## Material provided
=== Section Start ===

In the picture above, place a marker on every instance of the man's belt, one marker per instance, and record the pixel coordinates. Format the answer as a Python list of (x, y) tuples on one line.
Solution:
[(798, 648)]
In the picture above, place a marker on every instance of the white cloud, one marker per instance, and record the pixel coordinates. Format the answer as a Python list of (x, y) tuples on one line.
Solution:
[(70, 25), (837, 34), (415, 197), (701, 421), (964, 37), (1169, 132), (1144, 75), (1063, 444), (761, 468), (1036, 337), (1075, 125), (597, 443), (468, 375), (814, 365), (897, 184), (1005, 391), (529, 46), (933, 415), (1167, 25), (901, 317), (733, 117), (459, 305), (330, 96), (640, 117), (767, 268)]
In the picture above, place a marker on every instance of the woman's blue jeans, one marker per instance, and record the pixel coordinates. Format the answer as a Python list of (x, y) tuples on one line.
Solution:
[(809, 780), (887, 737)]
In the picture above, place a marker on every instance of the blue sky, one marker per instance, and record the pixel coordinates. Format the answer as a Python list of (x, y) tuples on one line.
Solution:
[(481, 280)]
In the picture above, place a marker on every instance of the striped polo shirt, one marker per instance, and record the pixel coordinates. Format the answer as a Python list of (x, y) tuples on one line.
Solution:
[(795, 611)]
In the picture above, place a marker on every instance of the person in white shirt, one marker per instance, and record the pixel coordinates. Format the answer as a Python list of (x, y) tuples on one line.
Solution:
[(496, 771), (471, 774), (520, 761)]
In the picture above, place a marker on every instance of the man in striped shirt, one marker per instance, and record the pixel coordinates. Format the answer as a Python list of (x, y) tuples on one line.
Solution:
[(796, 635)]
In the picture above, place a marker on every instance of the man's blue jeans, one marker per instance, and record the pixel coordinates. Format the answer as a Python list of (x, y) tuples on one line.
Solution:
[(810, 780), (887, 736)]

=== Section End ===

## Prompt
Reproduce the listing shown above in its entirety, exactly.

## Result of this exercise
In the picture above, place a marker on every instance of the man's belt, one marker per instance, and record the pixel coordinates. Format the answer as a Python list of (x, y) tuples on one line.
Solution:
[(798, 648)]
In the picture above, place a marker on every instance of the white cloud, one marker per instance, and record the pixel coordinates. Format the answer as a Python list of (x, y) tuples on one line.
Solution:
[(70, 25), (837, 34), (415, 197), (701, 421), (964, 37), (1169, 132), (1144, 75), (1063, 444), (761, 468), (1036, 337), (1075, 125), (597, 443), (468, 375), (814, 365), (897, 184), (1005, 391), (529, 46), (933, 415), (1167, 25), (901, 317), (733, 117), (459, 305), (330, 96), (640, 117), (767, 268)]
In the picture above, place a marker on every instance of the woman's blue jeans, one marker per instance, and record the pixel coordinates. Format the answer as a Python list of (x, y) tuples on one line.
Solution:
[(809, 780), (887, 737)]
In the picture above, place a marker on every instance of the blue sky, one marker per instance, and record the pixel coordinates. Format the answer as a Python list of (x, y) tuples on one line.
Solution:
[(481, 280)]
In the picture above, place a marker on every instance of the striped polo shirt, one marker per instance, and record the pixel coordinates. Format the answer as a Python list of (x, y) tuples on one line.
Solution:
[(795, 611)]
In the picture above, place a marker on every instance of the person in white shirt, one marker per instance, and record the pixel coordinates. Format the answer as a Python list of (x, y) tuples on one line.
Solution:
[(496, 771), (471, 774), (520, 761)]
In the picture above, place a marker on every instance of the man in striped shirt, one marker per instance, and record the pixel coordinates. Format the answer as a Python list of (x, y) tuples on one line.
Solution:
[(796, 635)]
In the picture above, place a marker on every instance of the man's blue jeans, one marker per instance, and record the pixel coordinates. Format the answer as a Python list of (x, y) tuples on one line.
Solution:
[(810, 780), (887, 736)]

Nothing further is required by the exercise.